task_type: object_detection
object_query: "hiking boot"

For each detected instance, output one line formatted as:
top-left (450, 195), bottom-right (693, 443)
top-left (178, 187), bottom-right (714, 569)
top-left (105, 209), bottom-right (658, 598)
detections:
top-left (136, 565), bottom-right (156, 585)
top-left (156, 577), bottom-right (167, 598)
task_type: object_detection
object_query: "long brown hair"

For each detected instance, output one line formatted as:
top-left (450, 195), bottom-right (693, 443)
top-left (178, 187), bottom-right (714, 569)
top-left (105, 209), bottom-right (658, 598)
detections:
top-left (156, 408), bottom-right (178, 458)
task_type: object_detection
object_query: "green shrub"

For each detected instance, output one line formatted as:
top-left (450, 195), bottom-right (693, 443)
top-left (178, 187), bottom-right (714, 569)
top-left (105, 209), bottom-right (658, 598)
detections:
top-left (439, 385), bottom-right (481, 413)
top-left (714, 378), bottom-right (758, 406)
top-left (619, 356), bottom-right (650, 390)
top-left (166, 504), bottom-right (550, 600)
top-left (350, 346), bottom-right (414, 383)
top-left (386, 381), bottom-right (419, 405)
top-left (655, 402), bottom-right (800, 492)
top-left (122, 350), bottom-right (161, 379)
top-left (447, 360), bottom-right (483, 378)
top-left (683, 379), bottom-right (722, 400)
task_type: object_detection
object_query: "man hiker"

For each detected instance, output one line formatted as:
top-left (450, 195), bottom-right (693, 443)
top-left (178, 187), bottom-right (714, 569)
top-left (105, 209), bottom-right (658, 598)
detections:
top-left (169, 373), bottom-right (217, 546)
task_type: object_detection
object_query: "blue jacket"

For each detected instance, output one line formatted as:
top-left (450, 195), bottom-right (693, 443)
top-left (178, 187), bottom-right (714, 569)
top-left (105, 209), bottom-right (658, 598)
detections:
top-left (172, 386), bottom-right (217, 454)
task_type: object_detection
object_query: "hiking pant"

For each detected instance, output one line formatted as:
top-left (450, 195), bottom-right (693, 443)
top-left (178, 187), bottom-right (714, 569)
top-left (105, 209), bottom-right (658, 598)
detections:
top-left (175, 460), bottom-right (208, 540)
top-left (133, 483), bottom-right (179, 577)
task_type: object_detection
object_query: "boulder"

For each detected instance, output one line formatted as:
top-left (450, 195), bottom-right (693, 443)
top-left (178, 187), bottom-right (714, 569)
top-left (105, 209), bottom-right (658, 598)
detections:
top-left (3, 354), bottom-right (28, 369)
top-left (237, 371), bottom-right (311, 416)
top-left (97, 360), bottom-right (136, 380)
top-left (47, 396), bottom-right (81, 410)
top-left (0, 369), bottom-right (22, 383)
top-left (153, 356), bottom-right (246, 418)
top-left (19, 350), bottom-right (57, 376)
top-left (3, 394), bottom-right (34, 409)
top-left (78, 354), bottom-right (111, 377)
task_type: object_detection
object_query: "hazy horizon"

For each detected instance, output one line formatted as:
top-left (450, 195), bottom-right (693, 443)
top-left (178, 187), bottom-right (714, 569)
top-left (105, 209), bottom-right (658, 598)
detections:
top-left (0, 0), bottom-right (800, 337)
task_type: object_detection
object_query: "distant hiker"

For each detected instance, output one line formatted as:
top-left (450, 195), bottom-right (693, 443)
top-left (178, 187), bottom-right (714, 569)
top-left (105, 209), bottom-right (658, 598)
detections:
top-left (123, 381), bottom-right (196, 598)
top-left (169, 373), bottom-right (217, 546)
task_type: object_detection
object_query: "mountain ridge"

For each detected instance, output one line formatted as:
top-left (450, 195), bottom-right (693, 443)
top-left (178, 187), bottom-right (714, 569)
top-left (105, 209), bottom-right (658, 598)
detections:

§ **ARBEITSANWEISUNG**
Suche im Material oben alle Zeilen, in denen das Wort "hiking" vorkommt, und übernimm sie unverändert.

§ **ERGEBNIS**
object_query: "hiking boot"
object_query: "hiking pant"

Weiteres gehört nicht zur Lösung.